Exercise instructions: Which lines of the data below include the string "floral"? Return each of them.

==*==

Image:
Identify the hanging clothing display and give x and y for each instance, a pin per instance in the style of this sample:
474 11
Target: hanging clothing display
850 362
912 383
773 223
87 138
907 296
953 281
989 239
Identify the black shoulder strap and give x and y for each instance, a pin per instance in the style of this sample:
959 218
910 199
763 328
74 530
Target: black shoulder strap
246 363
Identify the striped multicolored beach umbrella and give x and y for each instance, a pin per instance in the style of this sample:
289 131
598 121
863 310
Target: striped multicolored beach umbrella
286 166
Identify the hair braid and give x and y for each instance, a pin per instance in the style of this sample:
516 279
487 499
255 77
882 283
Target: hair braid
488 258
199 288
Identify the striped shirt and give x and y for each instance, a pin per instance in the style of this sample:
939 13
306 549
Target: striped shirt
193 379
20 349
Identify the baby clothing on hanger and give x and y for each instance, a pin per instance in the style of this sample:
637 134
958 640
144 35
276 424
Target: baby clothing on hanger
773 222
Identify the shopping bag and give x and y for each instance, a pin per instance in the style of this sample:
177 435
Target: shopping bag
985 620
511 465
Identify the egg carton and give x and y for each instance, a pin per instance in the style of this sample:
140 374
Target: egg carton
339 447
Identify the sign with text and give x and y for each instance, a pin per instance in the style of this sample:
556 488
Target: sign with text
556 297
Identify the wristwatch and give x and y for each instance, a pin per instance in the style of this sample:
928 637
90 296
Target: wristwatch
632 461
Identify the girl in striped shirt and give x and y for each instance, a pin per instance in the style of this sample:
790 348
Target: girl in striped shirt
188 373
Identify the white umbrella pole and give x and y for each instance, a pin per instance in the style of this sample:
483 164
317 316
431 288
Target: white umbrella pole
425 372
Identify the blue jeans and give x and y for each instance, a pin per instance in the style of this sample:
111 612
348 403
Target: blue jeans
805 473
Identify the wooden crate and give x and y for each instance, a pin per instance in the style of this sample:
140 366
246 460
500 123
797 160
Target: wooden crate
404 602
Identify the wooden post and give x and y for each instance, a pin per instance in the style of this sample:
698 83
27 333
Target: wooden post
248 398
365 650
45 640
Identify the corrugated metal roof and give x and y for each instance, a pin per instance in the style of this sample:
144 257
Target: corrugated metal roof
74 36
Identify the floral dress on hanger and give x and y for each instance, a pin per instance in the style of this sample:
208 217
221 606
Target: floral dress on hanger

==*==

Exercise response:
Identify the floral dress on hanger and give x and y for each instance, a pin per instance in the style of this sample:
Target: floral dress on hanger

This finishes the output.